- DESCRIPTION OF THE TASK
Retype the data below exactly, skipping pictures.

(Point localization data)
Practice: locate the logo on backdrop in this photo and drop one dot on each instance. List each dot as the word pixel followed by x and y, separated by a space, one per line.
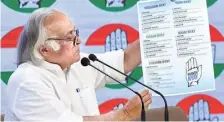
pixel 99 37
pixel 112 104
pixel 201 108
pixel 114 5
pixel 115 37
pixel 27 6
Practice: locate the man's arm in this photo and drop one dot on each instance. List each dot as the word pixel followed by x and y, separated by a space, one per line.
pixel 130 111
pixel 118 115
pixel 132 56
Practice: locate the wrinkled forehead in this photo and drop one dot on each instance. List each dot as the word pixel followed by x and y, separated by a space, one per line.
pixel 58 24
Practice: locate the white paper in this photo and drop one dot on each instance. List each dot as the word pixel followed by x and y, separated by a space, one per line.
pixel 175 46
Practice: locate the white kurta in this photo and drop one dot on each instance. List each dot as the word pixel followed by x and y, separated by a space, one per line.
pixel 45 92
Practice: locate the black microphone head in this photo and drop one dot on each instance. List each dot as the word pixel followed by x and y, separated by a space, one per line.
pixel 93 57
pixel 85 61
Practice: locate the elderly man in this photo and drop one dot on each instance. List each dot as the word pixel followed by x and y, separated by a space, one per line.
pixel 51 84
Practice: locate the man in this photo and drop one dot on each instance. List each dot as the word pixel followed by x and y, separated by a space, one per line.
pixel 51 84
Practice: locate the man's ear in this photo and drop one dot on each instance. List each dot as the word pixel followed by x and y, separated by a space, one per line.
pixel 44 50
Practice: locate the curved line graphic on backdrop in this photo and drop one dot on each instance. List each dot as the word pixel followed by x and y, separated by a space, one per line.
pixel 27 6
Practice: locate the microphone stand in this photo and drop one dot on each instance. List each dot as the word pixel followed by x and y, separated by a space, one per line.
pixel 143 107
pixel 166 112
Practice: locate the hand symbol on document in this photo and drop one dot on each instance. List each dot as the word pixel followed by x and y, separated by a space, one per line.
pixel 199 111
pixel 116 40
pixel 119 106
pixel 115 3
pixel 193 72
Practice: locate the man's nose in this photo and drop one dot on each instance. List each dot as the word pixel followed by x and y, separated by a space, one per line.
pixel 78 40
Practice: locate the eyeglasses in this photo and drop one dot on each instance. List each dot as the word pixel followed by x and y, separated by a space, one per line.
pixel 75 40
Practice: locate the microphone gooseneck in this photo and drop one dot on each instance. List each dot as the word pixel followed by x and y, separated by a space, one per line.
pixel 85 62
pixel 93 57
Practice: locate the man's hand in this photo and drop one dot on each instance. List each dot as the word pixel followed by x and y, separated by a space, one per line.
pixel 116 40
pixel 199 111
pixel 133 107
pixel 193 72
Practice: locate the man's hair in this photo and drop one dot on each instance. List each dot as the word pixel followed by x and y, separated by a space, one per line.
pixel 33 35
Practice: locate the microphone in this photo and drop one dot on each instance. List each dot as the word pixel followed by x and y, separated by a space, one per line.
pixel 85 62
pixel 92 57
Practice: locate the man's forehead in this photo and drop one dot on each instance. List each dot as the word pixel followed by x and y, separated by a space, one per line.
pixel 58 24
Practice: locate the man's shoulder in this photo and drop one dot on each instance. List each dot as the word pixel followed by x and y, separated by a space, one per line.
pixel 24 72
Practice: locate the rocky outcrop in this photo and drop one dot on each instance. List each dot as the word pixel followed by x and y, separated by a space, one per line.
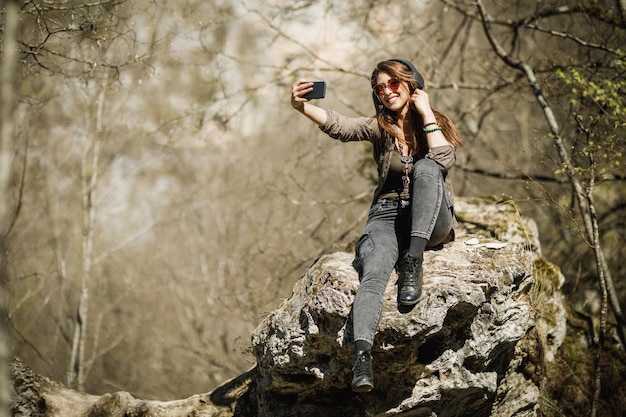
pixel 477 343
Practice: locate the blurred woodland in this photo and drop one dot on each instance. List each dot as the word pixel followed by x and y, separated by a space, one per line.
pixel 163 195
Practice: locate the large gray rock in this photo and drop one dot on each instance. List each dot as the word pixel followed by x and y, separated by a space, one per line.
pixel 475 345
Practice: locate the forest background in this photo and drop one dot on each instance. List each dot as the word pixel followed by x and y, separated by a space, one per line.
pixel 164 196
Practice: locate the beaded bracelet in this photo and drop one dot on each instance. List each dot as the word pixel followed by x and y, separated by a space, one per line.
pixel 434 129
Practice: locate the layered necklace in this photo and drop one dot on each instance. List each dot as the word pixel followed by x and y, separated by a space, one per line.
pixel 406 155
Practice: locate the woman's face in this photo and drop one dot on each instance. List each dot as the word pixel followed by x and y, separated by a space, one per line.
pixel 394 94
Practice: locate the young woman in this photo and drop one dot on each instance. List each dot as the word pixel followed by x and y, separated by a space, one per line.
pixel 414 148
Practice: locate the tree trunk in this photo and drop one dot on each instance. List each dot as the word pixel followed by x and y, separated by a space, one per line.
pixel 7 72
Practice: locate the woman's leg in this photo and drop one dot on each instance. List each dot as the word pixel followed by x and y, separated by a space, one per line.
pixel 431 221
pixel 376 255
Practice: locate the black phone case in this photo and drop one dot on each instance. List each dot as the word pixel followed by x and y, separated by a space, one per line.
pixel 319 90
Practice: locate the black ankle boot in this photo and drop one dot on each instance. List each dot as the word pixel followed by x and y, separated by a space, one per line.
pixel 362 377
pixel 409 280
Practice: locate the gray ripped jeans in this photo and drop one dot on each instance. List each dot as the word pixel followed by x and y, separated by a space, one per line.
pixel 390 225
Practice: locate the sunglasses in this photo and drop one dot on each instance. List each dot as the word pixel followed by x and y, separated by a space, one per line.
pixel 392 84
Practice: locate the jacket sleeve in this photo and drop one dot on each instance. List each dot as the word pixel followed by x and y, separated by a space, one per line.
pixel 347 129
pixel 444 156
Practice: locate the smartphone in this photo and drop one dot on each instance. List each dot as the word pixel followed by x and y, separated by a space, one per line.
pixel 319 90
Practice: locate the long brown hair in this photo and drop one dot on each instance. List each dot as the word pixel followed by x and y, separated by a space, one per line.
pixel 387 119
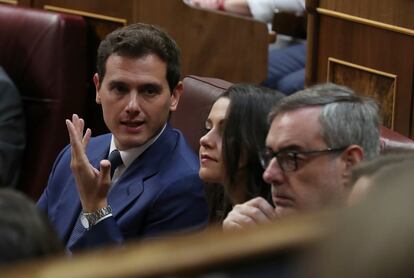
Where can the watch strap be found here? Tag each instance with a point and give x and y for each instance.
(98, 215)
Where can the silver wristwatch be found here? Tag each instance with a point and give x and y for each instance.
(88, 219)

- EXERCISE SOLUTION
Practice: locate the logo on backdrop in this photo and drop one dot on each instance. List each dot as the word pixel followed by x and y, separated by a space, one per line.
pixel 99 37
pixel 112 104
pixel 201 108
pixel 114 5
pixel 115 37
pixel 27 6
Practice: locate the man's arm in this photo and drop one dot on each instance. List each dot as the word pixel followed by x and y, separated by a space, one per line.
pixel 130 111
pixel 118 115
pixel 132 56
Practice: locate the wrinkled forehead in this photo and drop one dot on each instance. List each dot as the word pixel followed by x and y, separated by a space, one per line.
pixel 58 24
Practice: locate the white paper in this photo and drop one dot on each instance. List each dot as the word pixel followed by x and y, separated by a space, one per line.
pixel 175 46
Practice: locate the white kurta in this photo and drop one dot on each instance. List each dot as the word pixel followed by x and y, separated by a space, one per line.
pixel 45 92
Practice: locate the black microphone head in this photo and drop one dot on each instance. List each dot as the word pixel followed by x and y, separated by a space, one per line.
pixel 93 57
pixel 85 61
Practice: locate the elderly man in this photo and drop one dot on each instance. List each dot as the word pixel followed by x and y, separated by a space, one per line.
pixel 51 84
Practice: locate the man in this photo and drop one dot on each instance. List each dot as the word pixel followed by x and y, separated by a space, one per line.
pixel 51 84
Practice: locate the man's ear in this photo and drop one dot on each instance. List each dot as the word pixel followed by x and y, separated by a space, one per line.
pixel 44 50
Practice: locate the curved line graphic on backdrop in this photo and drop one dot on each instance. List each dot as the word pixel followed by x and y, separated by a space, one per line.
pixel 27 6
Practice: locate the microphone stand in this photo and drop one dot on each instance. List each dot as the word pixel followed by x and y, separated by a space, one per line.
pixel 143 107
pixel 166 112
Practice: locate the hand symbol on document in this photo and drop one dot on each instance. List each dot as the word pixel followed by x and y, separated by a space, one per line.
pixel 199 111
pixel 116 40
pixel 119 106
pixel 115 3
pixel 193 72
Practice: locate the man's nose in this photo and drop one dot on each instance. List each dot as the word pixel followed by x and y, separated by a space, one per line.
pixel 78 40
Practice: locate the eyeglasses in this photo and drop one dot on each instance. List each dot as the word pixel followed by x and y, separated by a space, one per line.
pixel 75 40
Practice: locate the microphone gooseneck in this photo and drop one dot on each instance. List each dot as the word pixel followed by x and y, separated by a space, one per line.
pixel 85 62
pixel 93 57
Practice: locate the man's hand in this photo and drop one dot on each instance. List each dot as the word pixel followed by x and y, separated by a space, one per line.
pixel 116 40
pixel 199 111
pixel 133 107
pixel 193 72
Practice: locate the man's hair in this photo and drop one dot on each instance. List each dot as the word pixel followed by x and y, separated by a space, one per line.
pixel 33 35
Practice: locate the microphone in this photo and drop one dot on each instance. List each dot as the word pixel followed by x and y, separated by a space, one per line.
pixel 85 62
pixel 92 57
Practice: locate the man's forehead in this photo and drop one dot on each instance. List each dot as the word pixel followed by x and y, separated by a space, one per line.
pixel 58 24
Practice: locate the man's shoulder in this photo and drop one dot on each instance. List each dot as the word pixel followed by x and y, separated by a space, one per line.
pixel 24 72
Practice: locate the rocky outcrop in this photo and drop one dot on each instance. List each dot as the word pixel followed by x and y, separated by a space, one per line.
pixel 477 343
Practice: locate the blurred woodland in this photo and drop one dot on each instance. List each dot as the word pixel followed by x and y, separated by a space, one per line.
pixel 163 195
Practice: locate the large gray rock in this photo and drop one dot on each instance. List each dot as the word pixel followed by x and y, separated by a space, one per line.
pixel 475 345
Practice: locate the forest background in this photo and drop one dot on each instance. List each dot as the word pixel followed by x and y, separated by a space, one per line.
pixel 164 196
Practice: locate the beaded bracelet in this photo and drop one dot on each instance. List each dot as the word pixel followed by x and y, separated by a space, one per line.
pixel 434 129
Practice: locate the layered necklace in this photo and drop one dot on each instance. List each dot as the word pixel followed by x and y, separated by a space, one per line.
pixel 406 155
Practice: locate the woman's face in this photo and drop one dot on each instance. List each dot as the word pixel followed by x and y, separated by a space, one per line.
pixel 394 94
Practice: locate the young woman in this photo and drop one dot on each instance. List each dot as the word pixel followed by x and y, separated by a space, one per line.
pixel 414 148
Practice: locate the tree trunk in this photo and drop one dot on each instance. List each dot as the word pixel followed by x and y, separated by a space, one per line.
pixel 7 72
Practice: locate the woman's leg in this photo and drop one dot on each instance. List each dot as the word pixel followed by x and y, separated by a space, one per line.
pixel 431 221
pixel 376 255
Practice: locate the black phone case in this photo and drop one dot on each instance. List each dot as the word pixel followed by x and y, separated by a space, one per line.
pixel 319 90
Practice: locate the black ankle boot in this photo and drop one dot on each instance. List each dot as the word pixel followed by x and y, separated by a space, one per line.
pixel 362 377
pixel 409 280
Practice: locate the gray ripped jeans in this photo and drop one dot on each instance. List each dot as the word pixel followed by x and y, separated by a space, one per line.
pixel 390 225
Practice: locate the sunglasses in this photo and drop one dot on each instance. List each dot as the word pixel followed by x and y, separated by a space, one per line.
pixel 392 84
Practice: locate the jacket sleeve in this photo and drop one dot on each instance. List each dot as the word pixel followed by x and y, separated by a space, one per line.
pixel 347 129
pixel 444 156
Practice: locate the smartphone in this photo and drop one dot on each instance. List each dot as the word pixel followed by x and y, separated by a space, one per line.
pixel 319 90
Practice: locate the long brown hair in this photo and drop one dot on each instance. List each dot as the word pixel followed by x and y, separated by a space, one per line.
pixel 387 119
Where can the watch strap be found here? Tag each instance with a point and give x and y for each instance.
(98, 215)
Where can the silver wristwatch be found here? Tag each instance with a point and give x and y for each instance.
(88, 219)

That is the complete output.